▶ **DIRECTIVE**
Extract every row below that contains the word "outlines". Case counts, so copy only the rows where it appears with that same capitalization.

═══ MATERIAL SUPPLIED ═══

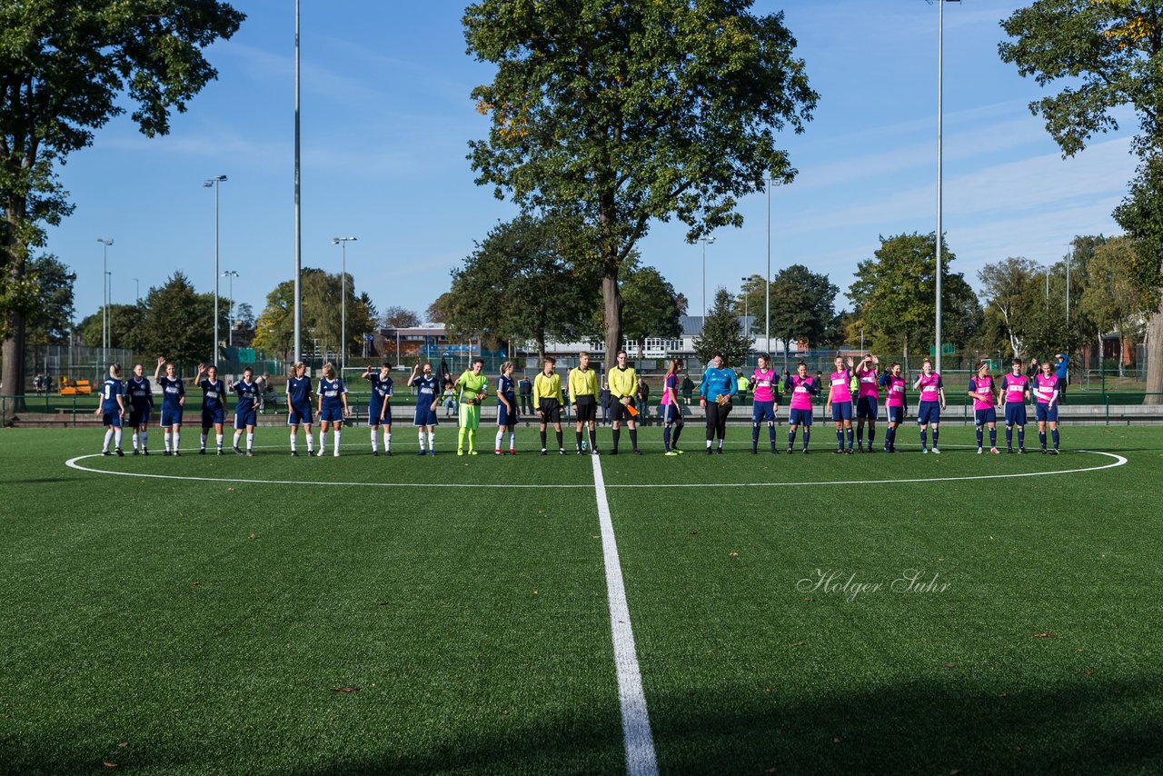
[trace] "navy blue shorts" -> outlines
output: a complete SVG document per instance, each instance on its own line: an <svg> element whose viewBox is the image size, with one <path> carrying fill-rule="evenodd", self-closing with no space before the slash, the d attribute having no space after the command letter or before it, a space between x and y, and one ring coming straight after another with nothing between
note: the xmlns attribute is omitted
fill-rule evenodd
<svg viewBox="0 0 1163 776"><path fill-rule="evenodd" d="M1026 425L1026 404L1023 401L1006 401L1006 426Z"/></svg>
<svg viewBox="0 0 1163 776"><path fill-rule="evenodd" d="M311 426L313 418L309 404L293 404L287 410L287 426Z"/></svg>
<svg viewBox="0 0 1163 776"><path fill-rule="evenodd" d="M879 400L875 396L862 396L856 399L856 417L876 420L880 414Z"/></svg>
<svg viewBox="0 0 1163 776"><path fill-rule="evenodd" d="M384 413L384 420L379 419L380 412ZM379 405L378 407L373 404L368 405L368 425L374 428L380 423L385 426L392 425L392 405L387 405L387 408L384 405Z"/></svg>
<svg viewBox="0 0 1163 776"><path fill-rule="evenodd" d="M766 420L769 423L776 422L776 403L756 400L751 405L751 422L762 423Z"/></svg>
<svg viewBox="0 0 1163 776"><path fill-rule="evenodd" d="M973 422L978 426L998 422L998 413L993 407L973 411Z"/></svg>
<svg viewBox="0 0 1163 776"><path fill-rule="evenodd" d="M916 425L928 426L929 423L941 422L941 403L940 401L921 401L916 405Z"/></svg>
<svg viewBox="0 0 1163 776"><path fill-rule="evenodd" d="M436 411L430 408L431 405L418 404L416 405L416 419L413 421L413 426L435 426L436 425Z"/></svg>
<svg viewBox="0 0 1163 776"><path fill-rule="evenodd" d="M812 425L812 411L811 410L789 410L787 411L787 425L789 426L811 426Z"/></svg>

═══
═══ MATERIAL SUPPLIED ═══

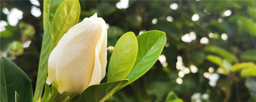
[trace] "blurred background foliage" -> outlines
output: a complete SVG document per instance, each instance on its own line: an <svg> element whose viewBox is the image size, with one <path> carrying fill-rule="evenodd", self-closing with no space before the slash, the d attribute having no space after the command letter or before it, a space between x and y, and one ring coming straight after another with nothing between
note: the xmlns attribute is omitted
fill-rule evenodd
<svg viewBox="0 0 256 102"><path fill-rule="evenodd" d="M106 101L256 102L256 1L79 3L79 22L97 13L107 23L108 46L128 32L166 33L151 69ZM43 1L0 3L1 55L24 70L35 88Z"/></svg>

═══

▶ **RESPONSE TO THE EXERCISE**
[trace] "navy blue shorts" -> outlines
[trace] "blurred background foliage" -> outlines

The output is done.